• **Source text**:
Catholic Health and Dignity finalize their long-brewing merger

DALLAS – Catholic Health Initiatives and Dignity Health have finalized merger plans and agreed to combine operations under a new name and headquarters, creating one of the nation’s largest non-profit healthcare organizations.

Englewood, Colo.-based CHI and San Francisco-based Dignity will operate from a new headquarters in Chicago under a name yet to be announced, according to a definitive agreement reported Thursday.

Catholic Health Initiatives chief executive Kevin Loftis, left, and Dignity Health chief executive Lloyd Dean will share leadership of the new CommonSpirit hospital system.

“Chicago is centrally located, has convenient access to all parts of the country where our ministries are located, and offers good infrastructure to support a national organization,” said Dignity communications director Lauren Davis.

The two Catholic health organizations have more than $14 billion in combined long-term debt, according to the most recent reports.

The two systems’ combined 2016 revenues would surpass those of the St. Louis-based Ascension Health, currently the largest non-profit healthcare system, according to data reported by Becker’s Hospital Review.

In an uncertain environment for U.S. healthcare, the new health system will operate in 28 states and include more than 700 care sites and 139 hospitals. The system will have about 159,000 employees and more than 25,000 physicians and other advanced practice clinicians.

• **Assigned task 1**: In the merger article, which city will house the combined organization's new headquarters?
• **Assigned task 2**: Render this sentence from the merger article into Spanish: "The two Catholic health organizations have more than $14 billion in combined long-term debt, according to the most recent reports."
• **Assigned task 3**: Carry on the article about the Catholic Health Initiatives and Dignity Health merger past its final paragraph.

• **Supplied information**:

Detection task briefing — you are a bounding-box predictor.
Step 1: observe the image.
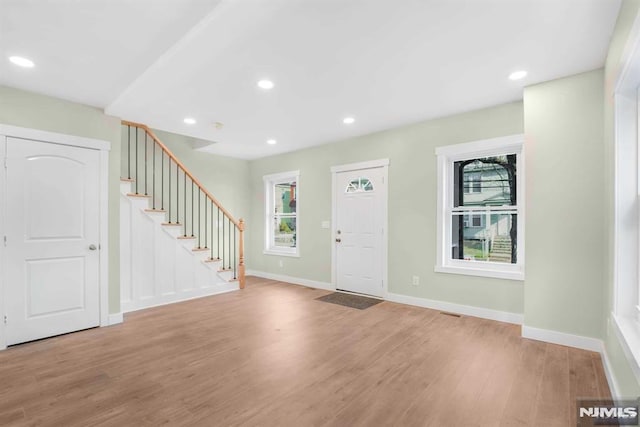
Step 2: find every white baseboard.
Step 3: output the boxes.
[108,312,124,326]
[385,292,523,325]
[245,270,336,291]
[522,325,603,353]
[600,344,623,399]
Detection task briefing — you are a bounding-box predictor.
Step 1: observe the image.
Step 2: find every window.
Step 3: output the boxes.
[262,171,300,256]
[436,135,524,280]
[464,172,482,193]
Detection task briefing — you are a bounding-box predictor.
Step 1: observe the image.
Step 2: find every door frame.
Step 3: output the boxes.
[330,159,389,299]
[0,124,111,350]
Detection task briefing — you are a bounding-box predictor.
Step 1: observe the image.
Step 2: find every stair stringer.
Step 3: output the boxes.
[120,182,239,312]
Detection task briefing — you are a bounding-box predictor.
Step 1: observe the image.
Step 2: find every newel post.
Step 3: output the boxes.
[238,218,245,289]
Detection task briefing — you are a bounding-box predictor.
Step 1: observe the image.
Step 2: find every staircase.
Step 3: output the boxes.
[489,236,511,263]
[120,121,245,312]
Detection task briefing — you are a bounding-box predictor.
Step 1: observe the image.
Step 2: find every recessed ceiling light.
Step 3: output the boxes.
[9,56,35,68]
[509,70,527,80]
[258,80,275,90]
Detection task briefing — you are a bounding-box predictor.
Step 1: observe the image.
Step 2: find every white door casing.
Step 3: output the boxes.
[0,125,109,350]
[332,159,388,297]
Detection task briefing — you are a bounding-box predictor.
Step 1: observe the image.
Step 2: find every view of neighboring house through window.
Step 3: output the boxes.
[436,135,524,279]
[263,171,299,256]
[451,154,518,264]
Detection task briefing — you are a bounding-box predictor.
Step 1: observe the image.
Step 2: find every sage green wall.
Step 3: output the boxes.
[524,70,605,338]
[150,130,249,220]
[0,86,120,313]
[603,0,640,397]
[247,102,523,313]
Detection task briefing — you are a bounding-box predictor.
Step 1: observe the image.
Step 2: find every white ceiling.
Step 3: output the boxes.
[0,0,620,159]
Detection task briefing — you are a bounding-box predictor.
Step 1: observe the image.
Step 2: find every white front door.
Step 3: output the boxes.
[334,167,387,297]
[5,137,100,345]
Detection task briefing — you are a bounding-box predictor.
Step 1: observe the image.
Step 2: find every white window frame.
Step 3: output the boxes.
[434,134,525,280]
[262,170,300,257]
[607,14,640,382]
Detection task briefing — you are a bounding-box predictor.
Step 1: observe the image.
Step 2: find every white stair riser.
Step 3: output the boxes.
[120,192,239,312]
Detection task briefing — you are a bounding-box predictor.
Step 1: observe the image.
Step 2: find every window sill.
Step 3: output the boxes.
[434,265,524,280]
[612,314,640,382]
[262,249,300,258]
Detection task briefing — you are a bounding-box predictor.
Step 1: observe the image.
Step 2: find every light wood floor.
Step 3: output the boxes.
[0,278,610,427]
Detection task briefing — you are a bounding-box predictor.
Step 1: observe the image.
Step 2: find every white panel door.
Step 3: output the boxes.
[334,168,386,297]
[5,138,100,345]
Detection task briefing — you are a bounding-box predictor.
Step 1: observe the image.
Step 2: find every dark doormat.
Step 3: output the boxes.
[316,292,382,310]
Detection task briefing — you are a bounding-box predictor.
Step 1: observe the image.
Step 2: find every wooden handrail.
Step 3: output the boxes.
[122,120,244,229]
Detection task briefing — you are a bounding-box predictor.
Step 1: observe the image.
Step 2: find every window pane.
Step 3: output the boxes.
[453,154,516,207]
[451,211,518,264]
[273,181,296,214]
[344,177,373,193]
[273,216,297,248]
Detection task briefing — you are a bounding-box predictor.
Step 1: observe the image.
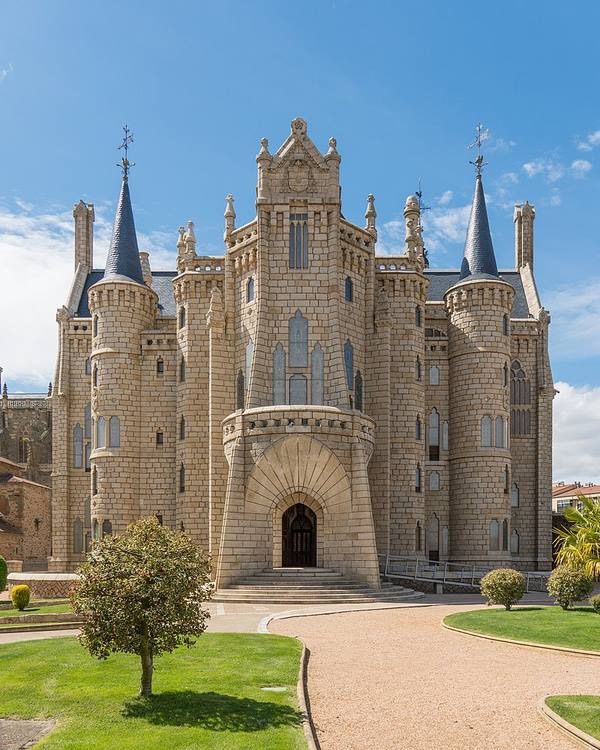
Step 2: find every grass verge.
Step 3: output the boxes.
[0,633,306,750]
[444,607,600,651]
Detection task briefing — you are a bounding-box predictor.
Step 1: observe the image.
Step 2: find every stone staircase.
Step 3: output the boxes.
[212,568,423,605]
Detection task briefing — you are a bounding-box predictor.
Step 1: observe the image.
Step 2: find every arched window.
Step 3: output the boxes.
[72,424,83,469]
[290,213,308,268]
[73,518,83,555]
[442,420,448,451]
[510,529,520,555]
[108,417,121,448]
[344,339,354,390]
[490,519,500,552]
[510,482,521,508]
[495,417,506,448]
[354,370,363,411]
[235,370,246,409]
[246,276,254,302]
[427,409,440,461]
[96,417,106,448]
[288,310,308,367]
[289,374,307,404]
[481,414,492,448]
[273,343,288,406]
[344,276,354,302]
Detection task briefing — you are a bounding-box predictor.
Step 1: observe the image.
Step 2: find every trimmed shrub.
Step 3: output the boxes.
[10,583,31,610]
[548,565,594,609]
[0,555,8,591]
[481,568,525,609]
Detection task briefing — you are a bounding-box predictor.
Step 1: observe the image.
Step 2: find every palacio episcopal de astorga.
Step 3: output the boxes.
[50,118,554,588]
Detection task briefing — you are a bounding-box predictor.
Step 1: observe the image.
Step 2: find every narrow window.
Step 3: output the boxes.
[344,276,354,302]
[344,339,354,390]
[428,409,440,461]
[235,370,246,409]
[354,370,363,411]
[310,343,325,405]
[96,417,106,448]
[72,424,83,469]
[510,482,521,508]
[481,414,492,448]
[108,417,121,448]
[288,310,308,367]
[273,343,288,406]
[490,519,500,552]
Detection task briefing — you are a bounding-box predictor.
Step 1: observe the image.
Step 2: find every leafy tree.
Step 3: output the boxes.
[71,517,211,696]
[555,495,600,578]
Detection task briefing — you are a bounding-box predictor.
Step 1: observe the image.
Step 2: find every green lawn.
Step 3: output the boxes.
[0,636,304,750]
[444,607,600,651]
[0,602,73,617]
[546,695,600,740]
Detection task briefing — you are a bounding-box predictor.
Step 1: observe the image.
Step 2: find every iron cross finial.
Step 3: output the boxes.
[468,123,490,176]
[117,124,135,180]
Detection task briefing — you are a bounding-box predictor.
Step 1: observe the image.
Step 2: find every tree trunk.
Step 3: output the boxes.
[140,625,154,698]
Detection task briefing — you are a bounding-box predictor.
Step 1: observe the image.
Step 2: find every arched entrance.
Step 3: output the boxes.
[281,503,317,568]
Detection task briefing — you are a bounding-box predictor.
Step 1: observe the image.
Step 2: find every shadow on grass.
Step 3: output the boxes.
[122,690,302,732]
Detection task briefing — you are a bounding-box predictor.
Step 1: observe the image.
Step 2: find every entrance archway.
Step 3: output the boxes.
[281,503,317,568]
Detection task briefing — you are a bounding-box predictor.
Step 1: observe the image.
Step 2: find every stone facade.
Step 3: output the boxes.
[51,118,554,587]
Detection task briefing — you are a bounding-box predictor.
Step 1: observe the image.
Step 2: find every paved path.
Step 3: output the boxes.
[269,598,600,750]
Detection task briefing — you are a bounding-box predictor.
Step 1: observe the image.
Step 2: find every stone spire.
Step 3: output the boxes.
[460,170,498,281]
[104,179,144,284]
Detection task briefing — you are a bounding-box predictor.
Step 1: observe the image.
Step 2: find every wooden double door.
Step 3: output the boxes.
[281,503,317,568]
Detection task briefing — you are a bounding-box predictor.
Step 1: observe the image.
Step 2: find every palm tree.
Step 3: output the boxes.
[555,495,600,578]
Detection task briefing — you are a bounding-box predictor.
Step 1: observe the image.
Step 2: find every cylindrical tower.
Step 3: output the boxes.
[445,174,514,565]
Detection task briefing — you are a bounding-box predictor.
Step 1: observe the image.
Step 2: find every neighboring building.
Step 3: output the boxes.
[0,457,51,570]
[552,482,600,513]
[0,374,52,487]
[51,118,554,587]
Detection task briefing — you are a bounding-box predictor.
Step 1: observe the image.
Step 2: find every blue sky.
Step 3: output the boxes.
[0,0,600,480]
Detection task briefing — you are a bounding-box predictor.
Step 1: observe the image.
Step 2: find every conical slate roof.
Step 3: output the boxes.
[104,179,144,284]
[460,174,498,281]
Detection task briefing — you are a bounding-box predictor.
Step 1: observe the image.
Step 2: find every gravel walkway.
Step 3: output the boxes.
[269,605,600,750]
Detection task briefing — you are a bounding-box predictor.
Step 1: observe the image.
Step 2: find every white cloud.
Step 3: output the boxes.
[577,130,600,151]
[552,382,600,482]
[571,159,592,177]
[0,200,176,391]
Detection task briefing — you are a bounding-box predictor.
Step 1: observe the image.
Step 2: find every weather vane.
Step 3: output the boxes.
[468,123,490,175]
[117,124,135,180]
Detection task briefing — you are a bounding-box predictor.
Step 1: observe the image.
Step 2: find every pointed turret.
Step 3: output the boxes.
[104,175,144,284]
[460,173,498,281]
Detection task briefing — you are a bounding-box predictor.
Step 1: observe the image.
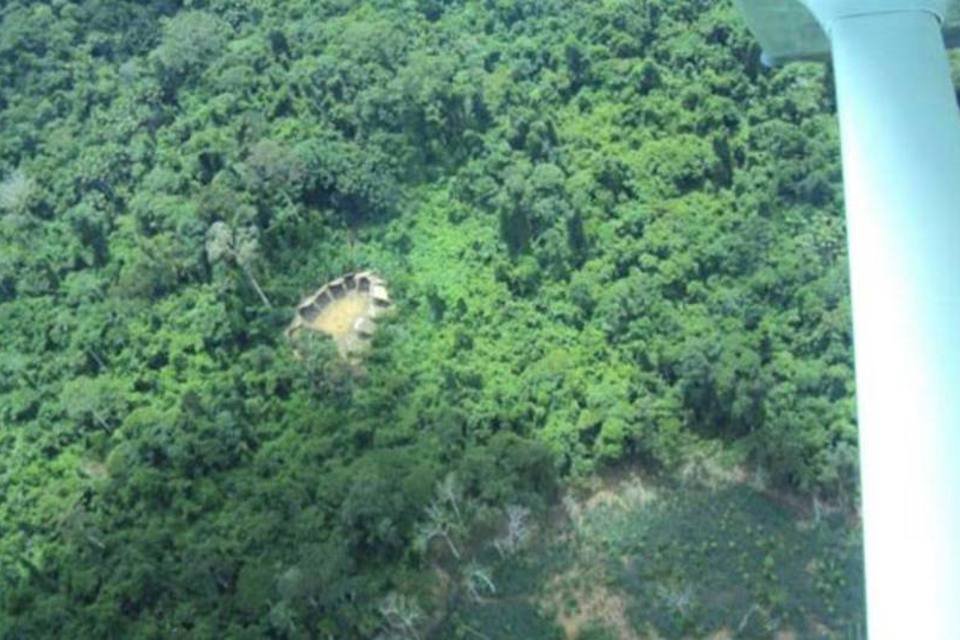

• **Response 1**: Chicago

• **Response 2**: Las dos organizaciones católicas de salud tienen más de 14.000 millones de dólares en deuda combinada a largo plazo, según los informes más recientes.

• **Response 3**:
“We foresee an incredible opportunity to expand each organization’s best practices to respond to the evolving health care environment and deliver high-quality, cost-effective care,” said Lloyd Dean, president and chief executive officer of Dignity.

Dean and Kevin E. Lofton, chief executive officer of CHI, will serve as co-CEOs of the new organization, officials said. The announcement came after more than a year of negotiations announced in 2016.

After a series of downgrades to CHI’s $8.6 billion of bonds and with a negative outlook on Dignity’s $5.5 billion of debt, the merger will have no immediate impact on either credit, according to S&P Global Ratings.

S&P downgraded CHI to BBB-plus with a stable outlook in March. The same month, S&P affirmed Dignity Health's A rating with a negative outlook.

“We said at the time that, as the smaller and higher rated organization, Dignity Health would likely be downgraded as its overall financial profile would be initially diluted. We stand by that assessment,” said analyst Martin Arrick. “Our rating outlook on CHI remains stable as this merger would be beneficial to its financial metrics and we would assume some financial synergies would be implemented post-merger, although many details are not yet available.”

In March, Moody’s Investors Service downgraded CHI’s long term debt to Baa1 from A3 and maintained a negative outlook. Two months earlier, Moody's assigned an A3 rating and stable outlook to Dignity Health’s $5.5 billion of outstanding debt.

Not-for-profit hospitals are facing rising costs at a time of slower revenue growth, driving lower margins, according to a Moody’s sector report in October.

“Limited pricing flexibility poses a challenge as both private and public payors reduce or slow their reimbursement rate increases,” the report said. “Small independent hospitals, particularly those in rural locations, are disproportionately affected by rising costs as they compete for labor with larger wealthier hospitals.”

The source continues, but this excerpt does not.